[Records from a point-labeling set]
= = = = =

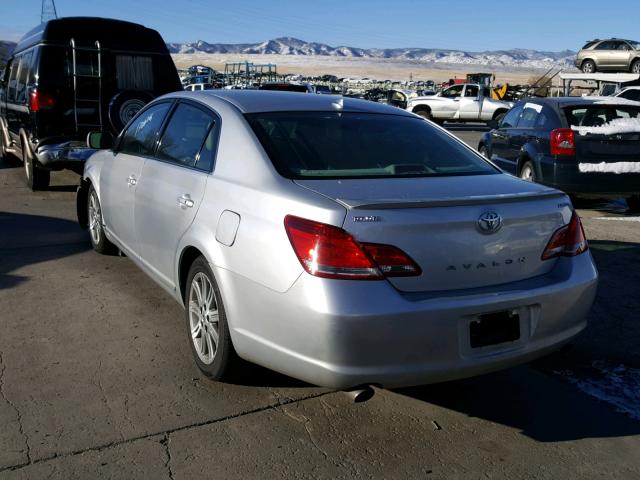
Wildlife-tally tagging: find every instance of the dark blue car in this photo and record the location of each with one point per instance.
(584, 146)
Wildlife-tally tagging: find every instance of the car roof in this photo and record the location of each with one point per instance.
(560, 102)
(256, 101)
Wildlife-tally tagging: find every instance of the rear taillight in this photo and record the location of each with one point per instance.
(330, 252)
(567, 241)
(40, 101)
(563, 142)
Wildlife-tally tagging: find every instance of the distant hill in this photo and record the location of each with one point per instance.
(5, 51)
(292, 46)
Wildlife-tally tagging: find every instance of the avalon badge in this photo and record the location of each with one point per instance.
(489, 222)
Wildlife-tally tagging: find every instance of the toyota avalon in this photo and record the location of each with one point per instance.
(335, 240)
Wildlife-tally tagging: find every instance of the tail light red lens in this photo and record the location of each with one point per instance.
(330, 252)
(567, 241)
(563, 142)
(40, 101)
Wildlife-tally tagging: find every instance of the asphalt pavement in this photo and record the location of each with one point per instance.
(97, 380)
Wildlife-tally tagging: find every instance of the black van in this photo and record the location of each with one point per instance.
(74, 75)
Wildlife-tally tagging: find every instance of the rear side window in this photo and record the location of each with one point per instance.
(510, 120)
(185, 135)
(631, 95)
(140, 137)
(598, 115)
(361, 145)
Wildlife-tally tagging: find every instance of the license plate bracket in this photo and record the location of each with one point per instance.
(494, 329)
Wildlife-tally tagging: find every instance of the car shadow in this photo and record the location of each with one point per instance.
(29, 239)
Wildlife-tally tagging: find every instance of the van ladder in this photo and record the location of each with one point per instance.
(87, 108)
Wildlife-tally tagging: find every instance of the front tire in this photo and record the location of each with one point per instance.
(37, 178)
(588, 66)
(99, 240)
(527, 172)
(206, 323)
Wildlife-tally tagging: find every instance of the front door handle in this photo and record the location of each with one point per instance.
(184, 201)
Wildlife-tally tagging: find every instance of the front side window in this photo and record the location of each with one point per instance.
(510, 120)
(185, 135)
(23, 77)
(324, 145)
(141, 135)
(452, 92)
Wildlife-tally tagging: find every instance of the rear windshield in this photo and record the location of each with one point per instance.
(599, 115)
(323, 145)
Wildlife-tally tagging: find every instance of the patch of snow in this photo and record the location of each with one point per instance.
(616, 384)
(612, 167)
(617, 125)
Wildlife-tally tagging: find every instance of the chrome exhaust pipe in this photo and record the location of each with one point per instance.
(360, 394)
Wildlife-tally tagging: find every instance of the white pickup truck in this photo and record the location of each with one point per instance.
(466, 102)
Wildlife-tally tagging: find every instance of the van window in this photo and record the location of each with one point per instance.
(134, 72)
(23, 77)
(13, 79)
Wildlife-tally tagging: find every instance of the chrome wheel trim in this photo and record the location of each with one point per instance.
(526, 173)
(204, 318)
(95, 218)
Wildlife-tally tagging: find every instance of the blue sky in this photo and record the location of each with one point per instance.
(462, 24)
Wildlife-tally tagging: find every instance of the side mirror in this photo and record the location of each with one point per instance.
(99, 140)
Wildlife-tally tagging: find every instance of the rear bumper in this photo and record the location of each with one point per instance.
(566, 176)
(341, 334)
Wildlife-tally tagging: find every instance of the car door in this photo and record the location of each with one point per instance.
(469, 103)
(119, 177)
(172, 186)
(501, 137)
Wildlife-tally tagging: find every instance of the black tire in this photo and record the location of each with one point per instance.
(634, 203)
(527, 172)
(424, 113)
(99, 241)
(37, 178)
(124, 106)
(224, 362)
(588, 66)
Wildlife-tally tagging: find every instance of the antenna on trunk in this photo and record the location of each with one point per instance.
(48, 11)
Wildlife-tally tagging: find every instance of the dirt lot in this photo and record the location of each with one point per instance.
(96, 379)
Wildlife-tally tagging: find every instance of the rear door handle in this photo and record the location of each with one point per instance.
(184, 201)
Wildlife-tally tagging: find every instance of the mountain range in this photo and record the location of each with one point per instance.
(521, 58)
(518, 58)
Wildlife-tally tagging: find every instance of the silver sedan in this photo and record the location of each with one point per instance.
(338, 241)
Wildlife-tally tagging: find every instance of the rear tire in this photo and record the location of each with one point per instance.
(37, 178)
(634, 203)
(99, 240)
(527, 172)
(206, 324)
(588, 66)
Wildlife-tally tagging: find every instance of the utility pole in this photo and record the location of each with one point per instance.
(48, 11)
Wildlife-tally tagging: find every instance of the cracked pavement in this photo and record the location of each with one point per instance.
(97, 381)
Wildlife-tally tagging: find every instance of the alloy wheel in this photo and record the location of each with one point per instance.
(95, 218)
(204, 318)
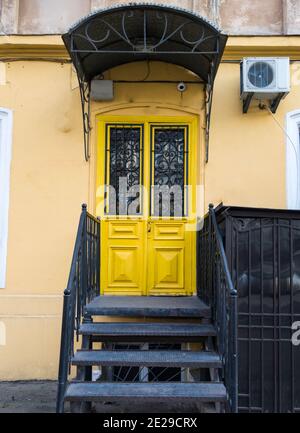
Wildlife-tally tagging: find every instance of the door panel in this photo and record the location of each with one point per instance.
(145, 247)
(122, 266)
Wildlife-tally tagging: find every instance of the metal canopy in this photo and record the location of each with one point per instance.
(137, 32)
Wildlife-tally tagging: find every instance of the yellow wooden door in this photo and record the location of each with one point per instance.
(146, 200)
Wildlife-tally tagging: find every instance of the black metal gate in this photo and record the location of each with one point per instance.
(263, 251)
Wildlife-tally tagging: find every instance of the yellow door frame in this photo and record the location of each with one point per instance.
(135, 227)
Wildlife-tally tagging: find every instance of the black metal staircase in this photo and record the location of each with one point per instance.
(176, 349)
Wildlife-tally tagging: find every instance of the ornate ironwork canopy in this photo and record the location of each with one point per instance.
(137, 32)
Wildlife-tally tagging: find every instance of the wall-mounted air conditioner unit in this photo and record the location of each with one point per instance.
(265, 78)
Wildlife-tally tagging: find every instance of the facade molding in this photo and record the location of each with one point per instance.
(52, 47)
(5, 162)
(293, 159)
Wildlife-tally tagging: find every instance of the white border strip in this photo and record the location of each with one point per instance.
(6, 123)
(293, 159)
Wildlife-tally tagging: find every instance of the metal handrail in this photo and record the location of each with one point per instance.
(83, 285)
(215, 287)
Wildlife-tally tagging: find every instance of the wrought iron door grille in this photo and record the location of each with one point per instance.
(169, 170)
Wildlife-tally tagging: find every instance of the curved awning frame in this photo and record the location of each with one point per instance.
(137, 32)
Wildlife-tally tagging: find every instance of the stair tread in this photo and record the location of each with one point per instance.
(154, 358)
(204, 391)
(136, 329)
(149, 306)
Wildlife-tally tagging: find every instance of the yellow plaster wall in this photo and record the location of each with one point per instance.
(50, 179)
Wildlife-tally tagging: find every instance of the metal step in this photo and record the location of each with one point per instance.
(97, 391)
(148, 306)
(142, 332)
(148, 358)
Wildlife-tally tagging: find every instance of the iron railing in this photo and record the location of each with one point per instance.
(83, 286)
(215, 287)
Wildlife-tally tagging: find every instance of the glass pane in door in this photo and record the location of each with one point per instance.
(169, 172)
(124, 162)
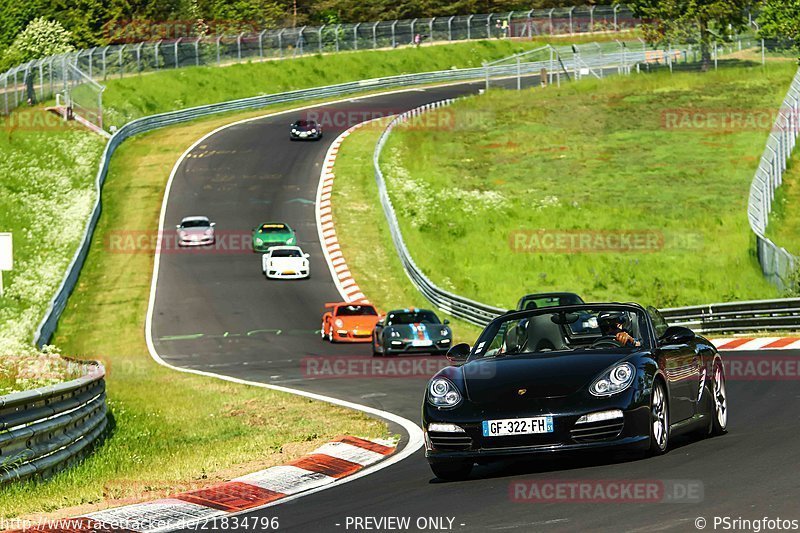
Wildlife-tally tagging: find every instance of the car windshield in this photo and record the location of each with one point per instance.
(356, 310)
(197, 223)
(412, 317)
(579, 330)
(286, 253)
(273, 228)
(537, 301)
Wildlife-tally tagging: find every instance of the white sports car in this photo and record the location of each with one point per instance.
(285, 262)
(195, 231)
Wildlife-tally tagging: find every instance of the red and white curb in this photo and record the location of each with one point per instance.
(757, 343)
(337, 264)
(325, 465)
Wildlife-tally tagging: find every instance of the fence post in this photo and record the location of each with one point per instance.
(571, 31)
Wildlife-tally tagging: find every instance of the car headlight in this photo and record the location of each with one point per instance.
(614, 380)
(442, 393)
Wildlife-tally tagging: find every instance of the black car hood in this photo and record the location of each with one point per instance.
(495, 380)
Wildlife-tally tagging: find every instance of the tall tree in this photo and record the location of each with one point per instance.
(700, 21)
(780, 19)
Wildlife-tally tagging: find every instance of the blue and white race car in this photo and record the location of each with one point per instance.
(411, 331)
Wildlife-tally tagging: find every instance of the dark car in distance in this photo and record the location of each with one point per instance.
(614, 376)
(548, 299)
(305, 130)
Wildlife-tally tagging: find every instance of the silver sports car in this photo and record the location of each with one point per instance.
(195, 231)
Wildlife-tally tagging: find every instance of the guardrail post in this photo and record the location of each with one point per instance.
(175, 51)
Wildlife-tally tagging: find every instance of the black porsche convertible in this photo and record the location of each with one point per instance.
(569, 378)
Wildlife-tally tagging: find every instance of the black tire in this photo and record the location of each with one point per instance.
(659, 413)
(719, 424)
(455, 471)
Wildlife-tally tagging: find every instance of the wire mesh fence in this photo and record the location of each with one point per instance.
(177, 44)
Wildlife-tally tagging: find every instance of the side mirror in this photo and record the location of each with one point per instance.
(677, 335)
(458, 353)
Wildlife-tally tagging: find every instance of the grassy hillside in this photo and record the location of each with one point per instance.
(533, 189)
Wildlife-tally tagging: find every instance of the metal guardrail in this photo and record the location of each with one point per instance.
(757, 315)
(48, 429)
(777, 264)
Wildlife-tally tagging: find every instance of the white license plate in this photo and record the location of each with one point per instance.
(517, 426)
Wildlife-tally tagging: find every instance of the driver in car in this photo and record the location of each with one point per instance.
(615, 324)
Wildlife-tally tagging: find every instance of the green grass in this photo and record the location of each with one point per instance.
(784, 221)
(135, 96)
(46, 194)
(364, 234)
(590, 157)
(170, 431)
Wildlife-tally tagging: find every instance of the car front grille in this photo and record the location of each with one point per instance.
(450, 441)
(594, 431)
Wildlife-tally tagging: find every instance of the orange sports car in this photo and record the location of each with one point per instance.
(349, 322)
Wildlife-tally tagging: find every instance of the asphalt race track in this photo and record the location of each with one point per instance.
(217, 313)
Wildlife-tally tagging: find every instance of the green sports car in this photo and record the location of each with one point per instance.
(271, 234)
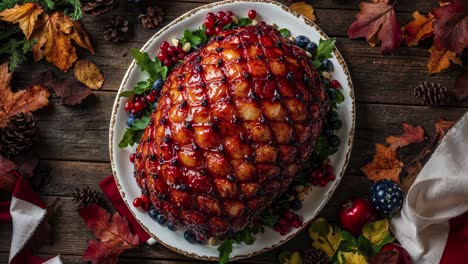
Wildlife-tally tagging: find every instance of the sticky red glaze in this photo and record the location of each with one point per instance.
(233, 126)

= = = = =

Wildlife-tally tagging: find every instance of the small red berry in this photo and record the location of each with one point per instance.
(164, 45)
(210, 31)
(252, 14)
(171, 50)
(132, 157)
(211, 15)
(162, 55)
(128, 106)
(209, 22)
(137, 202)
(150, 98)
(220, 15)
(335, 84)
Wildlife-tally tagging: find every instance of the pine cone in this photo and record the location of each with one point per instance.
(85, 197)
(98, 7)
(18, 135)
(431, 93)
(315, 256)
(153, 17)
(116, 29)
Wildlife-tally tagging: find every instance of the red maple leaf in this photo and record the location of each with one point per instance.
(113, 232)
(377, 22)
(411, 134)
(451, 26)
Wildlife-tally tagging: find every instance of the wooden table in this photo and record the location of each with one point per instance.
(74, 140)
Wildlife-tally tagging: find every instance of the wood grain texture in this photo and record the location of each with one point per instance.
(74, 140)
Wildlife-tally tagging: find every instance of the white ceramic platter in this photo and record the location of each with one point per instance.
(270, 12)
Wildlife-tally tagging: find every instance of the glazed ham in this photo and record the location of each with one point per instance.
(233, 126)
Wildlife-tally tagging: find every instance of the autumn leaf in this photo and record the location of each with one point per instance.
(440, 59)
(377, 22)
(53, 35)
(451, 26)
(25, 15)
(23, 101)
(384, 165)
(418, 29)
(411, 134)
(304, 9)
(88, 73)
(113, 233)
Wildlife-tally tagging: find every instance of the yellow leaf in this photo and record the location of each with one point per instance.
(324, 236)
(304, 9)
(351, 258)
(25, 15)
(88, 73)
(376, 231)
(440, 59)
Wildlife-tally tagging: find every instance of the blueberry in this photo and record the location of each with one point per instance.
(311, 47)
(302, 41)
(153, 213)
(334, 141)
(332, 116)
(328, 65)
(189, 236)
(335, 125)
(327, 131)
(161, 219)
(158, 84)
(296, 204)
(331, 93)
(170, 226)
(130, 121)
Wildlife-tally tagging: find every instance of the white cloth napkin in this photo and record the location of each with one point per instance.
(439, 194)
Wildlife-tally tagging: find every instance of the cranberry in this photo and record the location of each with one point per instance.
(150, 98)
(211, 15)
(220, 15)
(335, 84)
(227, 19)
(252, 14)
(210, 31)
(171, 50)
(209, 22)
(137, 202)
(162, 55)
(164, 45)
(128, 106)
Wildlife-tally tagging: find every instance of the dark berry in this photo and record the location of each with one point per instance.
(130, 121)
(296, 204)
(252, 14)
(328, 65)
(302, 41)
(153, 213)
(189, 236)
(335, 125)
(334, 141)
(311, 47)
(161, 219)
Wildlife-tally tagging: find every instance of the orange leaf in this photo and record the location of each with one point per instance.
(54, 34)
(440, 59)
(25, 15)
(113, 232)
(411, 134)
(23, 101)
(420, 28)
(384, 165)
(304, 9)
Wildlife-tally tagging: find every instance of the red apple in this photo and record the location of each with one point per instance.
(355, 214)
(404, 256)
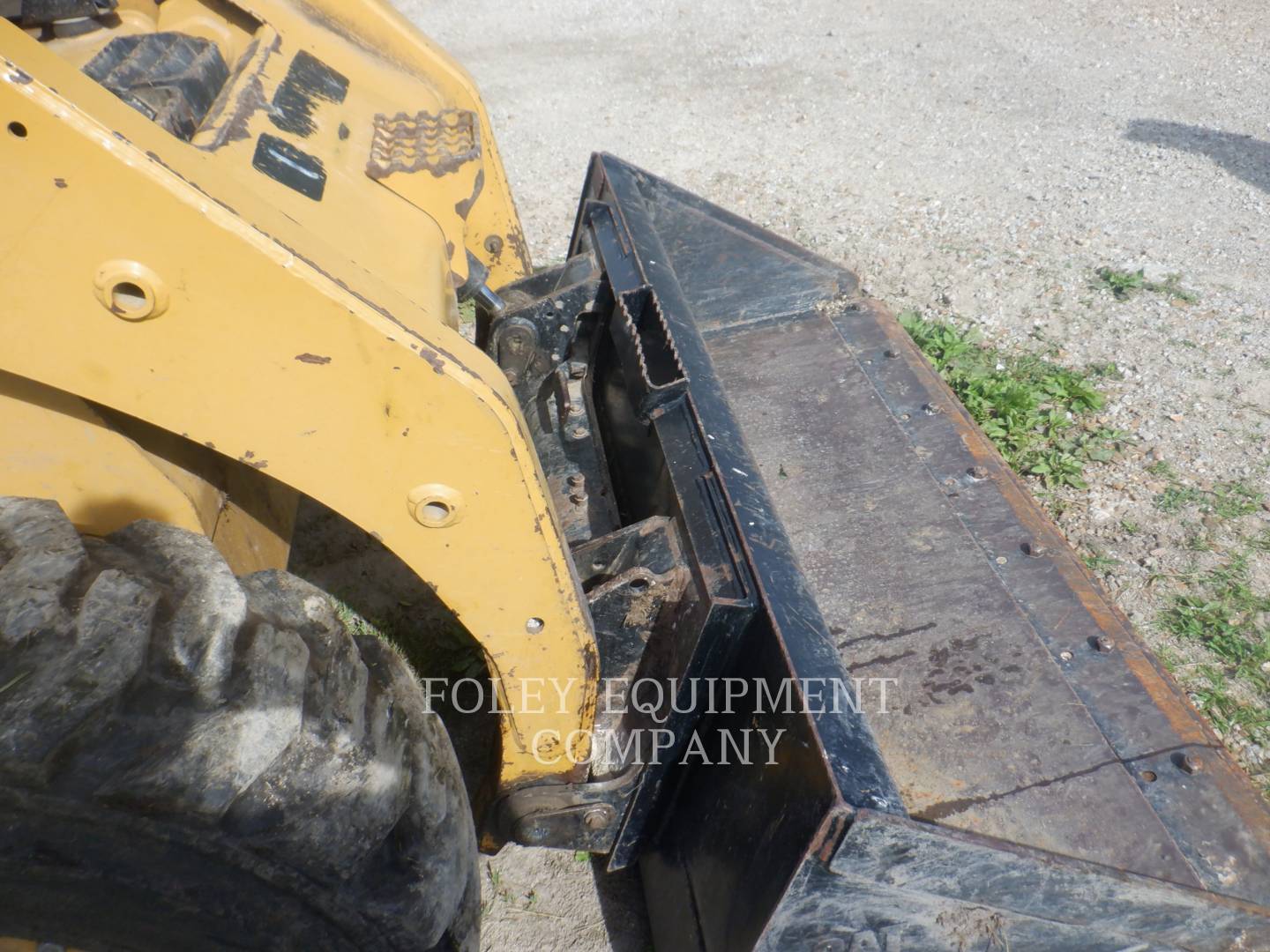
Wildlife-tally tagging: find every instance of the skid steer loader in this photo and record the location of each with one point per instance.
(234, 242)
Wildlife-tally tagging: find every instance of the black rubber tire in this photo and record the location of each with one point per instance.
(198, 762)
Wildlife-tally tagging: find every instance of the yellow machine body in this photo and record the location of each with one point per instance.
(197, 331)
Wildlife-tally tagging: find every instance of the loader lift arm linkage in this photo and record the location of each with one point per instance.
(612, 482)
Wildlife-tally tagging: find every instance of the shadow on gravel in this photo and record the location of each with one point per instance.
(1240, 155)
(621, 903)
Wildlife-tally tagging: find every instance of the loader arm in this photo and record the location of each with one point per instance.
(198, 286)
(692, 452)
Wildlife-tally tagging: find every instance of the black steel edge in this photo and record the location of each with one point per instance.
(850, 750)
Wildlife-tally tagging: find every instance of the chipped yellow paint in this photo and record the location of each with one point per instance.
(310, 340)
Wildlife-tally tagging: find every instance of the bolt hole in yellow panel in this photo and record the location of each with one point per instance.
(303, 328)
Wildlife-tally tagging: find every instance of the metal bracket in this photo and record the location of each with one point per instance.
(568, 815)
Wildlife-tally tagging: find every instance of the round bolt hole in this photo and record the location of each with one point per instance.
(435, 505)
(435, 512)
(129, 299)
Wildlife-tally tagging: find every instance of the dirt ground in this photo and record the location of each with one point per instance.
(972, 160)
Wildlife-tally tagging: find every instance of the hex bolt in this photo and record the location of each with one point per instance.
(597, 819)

= = = = =

**Requirements**
Gather every line of the records above that contains the word "chrome". Case matters.

**Complete answer**
Wildlife-tally tagging: find every instance of the chrome exhaust pipe in this photo and record the location of each with one point per instance.
Wildlife-tally tagging: find every instance of the chrome wheel trim in this photo and record the location of each with one point per instance.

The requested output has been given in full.